-- Information shown follows --
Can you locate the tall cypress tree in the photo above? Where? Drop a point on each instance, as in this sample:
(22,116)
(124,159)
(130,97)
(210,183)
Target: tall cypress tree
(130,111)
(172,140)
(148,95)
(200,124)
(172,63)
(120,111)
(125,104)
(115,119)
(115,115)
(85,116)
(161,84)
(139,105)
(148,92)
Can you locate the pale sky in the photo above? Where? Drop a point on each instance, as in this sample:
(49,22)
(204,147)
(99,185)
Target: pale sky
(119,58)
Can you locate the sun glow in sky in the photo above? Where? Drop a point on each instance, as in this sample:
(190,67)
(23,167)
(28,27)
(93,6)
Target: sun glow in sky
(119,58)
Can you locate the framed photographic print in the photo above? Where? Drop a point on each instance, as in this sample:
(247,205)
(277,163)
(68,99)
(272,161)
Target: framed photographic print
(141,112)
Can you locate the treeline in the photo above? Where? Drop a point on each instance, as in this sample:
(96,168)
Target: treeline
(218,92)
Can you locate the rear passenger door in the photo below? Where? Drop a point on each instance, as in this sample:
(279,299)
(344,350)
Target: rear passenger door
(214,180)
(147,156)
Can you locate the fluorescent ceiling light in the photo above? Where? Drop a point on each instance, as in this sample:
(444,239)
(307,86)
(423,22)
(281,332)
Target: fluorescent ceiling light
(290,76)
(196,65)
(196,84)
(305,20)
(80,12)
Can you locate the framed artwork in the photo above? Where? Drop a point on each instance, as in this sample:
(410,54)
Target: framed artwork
-- Information shown concluded --
▶ Task item
With no line omitted, copy all the data exactly.

▶ Solution to the problem
Can you locate the tall cypress tree in the photo above? Where? Drop a point on each instance, as in this sample:
(22,116)
(124,159)
(130,97)
(210,183)
Target: tall cypress tree
(130,111)
(172,140)
(148,95)
(200,124)
(172,63)
(120,111)
(125,104)
(115,119)
(115,115)
(85,116)
(161,84)
(139,105)
(148,92)
Can you locate the pale sky in the photo above? Where? Drop a point on each instance, as in this sample:
(49,22)
(204,147)
(99,185)
Target: pale sky
(119,58)
Can you locate the sun glow in sky in the photo above? Where? Drop a point on each instance, as in this sample:
(190,67)
(23,167)
(28,27)
(93,6)
Target: sun glow in sky
(119,58)
Can you locate the framed photographic print in the photo above? Where? Drop a point on each instance, as in this sample:
(247,205)
(277,163)
(68,99)
(272,161)
Target: framed photographic print
(141,112)
Can you locate the treeline in the photo above? Where? Drop a point on each instance, as in this sample:
(96,168)
Target: treeline
(218,92)
Can you locate the rear passenger door in the photo below? Where? Drop a point on each instance, as in this sample:
(279,299)
(344,350)
Target: rear passenger door
(214,180)
(147,156)
Can you locate the fluorescent ceiling light in the photo above? Where? Drop a point on each instance, as in this sample:
(444,239)
(307,86)
(423,22)
(281,332)
Target: fluorescent ceiling light
(290,76)
(196,65)
(196,84)
(305,20)
(80,12)
Can you locate the framed artwork in the photo above? Where? Drop a point on each instance, as in this sample:
(410,54)
Target: framed artwork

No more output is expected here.